# [Exercise directions]
Rewrite the material starting at the line that contains "Find the mountain" and ending at the line that contains "Find the white", swapping "instance" for "occurrence" and leaving everything else as it is.

# [Provided material]
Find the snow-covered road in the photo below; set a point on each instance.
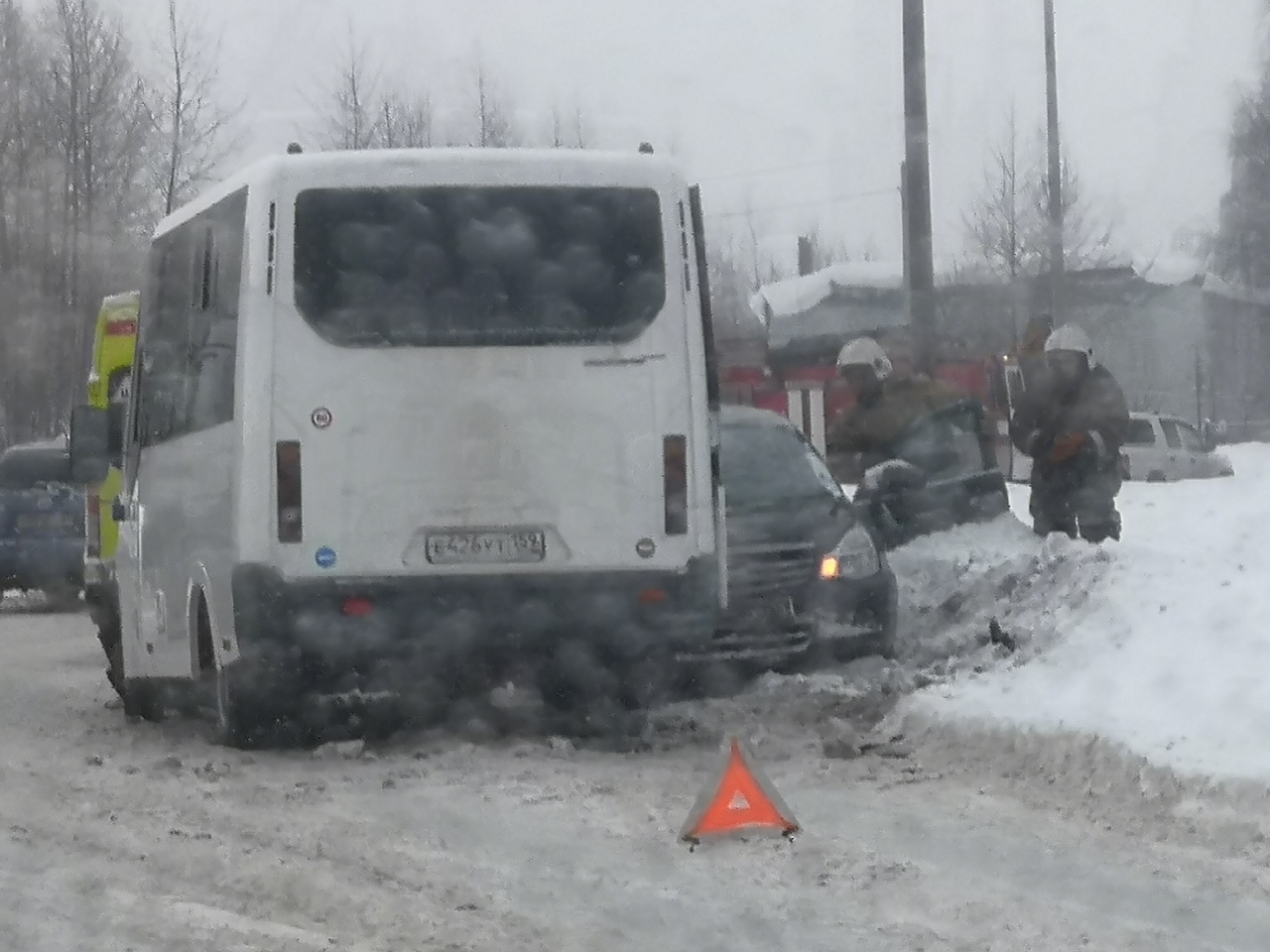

* * *

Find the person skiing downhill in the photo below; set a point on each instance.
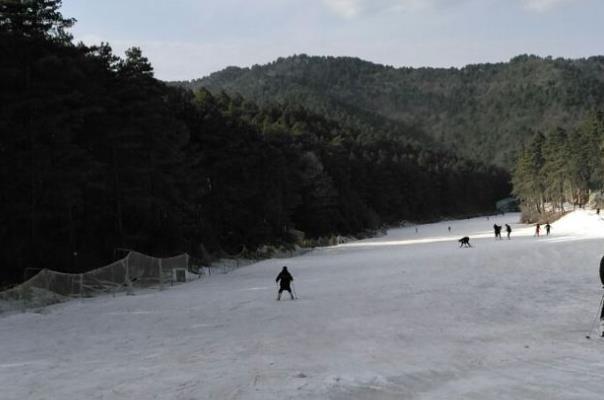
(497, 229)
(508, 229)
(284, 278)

==

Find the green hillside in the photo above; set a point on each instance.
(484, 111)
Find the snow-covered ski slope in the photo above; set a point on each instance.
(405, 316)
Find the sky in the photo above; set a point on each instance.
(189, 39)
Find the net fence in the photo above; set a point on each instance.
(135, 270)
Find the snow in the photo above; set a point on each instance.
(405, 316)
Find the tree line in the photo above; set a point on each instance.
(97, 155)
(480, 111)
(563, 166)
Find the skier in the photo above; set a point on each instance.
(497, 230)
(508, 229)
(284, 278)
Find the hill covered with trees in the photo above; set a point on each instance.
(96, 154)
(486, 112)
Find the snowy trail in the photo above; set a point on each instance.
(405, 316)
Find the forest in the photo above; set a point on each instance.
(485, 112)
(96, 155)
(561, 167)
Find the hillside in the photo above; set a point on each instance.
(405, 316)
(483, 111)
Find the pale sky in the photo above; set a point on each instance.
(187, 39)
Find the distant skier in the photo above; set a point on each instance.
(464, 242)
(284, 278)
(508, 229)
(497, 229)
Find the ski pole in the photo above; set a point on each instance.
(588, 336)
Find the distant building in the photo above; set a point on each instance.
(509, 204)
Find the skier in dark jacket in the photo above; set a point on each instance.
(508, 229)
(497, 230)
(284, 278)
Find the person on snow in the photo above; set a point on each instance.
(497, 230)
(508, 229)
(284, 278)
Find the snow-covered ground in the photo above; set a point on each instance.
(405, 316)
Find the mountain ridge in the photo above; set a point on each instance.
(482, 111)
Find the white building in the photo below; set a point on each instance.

# [Output]
Find the mountain ridge in the photo above; set a point on each occurrence.
(482, 111)
Find the white building in the photo below; set a point on each occurrence.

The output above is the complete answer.